MATERIAL PROVIDED: Begin
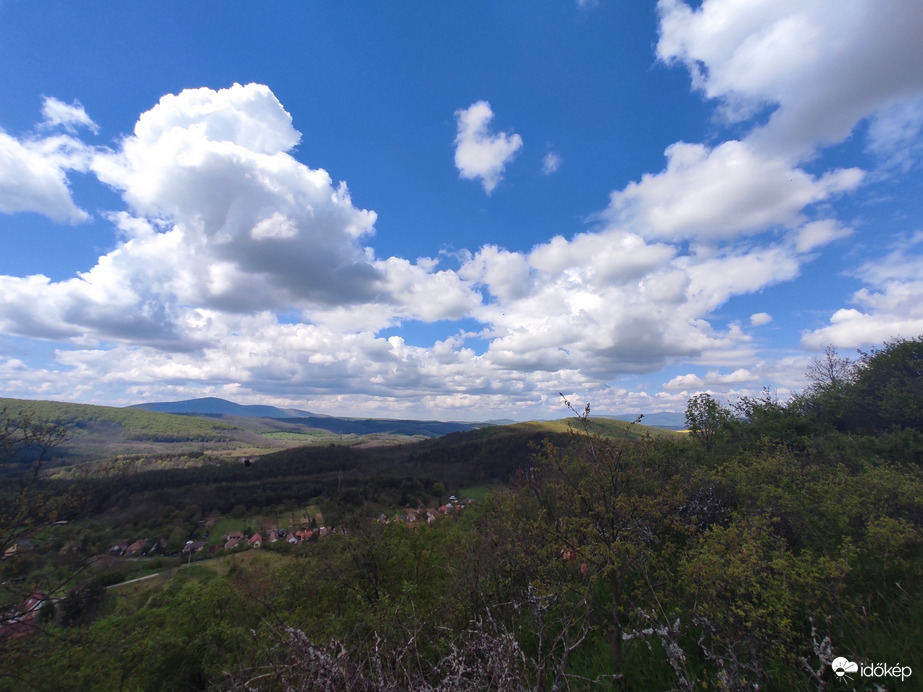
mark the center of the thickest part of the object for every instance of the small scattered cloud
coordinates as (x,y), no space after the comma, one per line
(33,176)
(722,193)
(551,163)
(67,116)
(479,154)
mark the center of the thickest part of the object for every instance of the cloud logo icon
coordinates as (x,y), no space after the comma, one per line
(842,665)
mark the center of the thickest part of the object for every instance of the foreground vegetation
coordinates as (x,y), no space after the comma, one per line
(746,555)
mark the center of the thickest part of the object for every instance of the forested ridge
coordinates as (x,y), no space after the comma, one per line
(746,555)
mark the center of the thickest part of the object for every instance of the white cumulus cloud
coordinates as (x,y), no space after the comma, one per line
(479,154)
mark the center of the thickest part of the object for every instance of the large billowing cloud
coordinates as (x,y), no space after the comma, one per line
(478,153)
(242,272)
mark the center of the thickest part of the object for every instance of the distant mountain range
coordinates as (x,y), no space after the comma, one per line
(213,406)
(668,419)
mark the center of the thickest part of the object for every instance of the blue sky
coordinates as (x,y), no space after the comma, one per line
(453,210)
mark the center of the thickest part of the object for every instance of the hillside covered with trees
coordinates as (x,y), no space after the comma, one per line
(746,555)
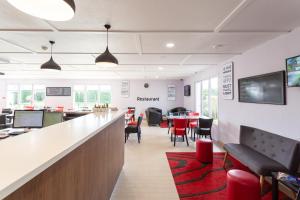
MATERIAL PROVIDED: End
» **EXERCISE AIM**
Give the count of lines in the data above holding the word "cloud", and nothing beyond it.

» **RESPONSE TO THIS EXERCISE**
4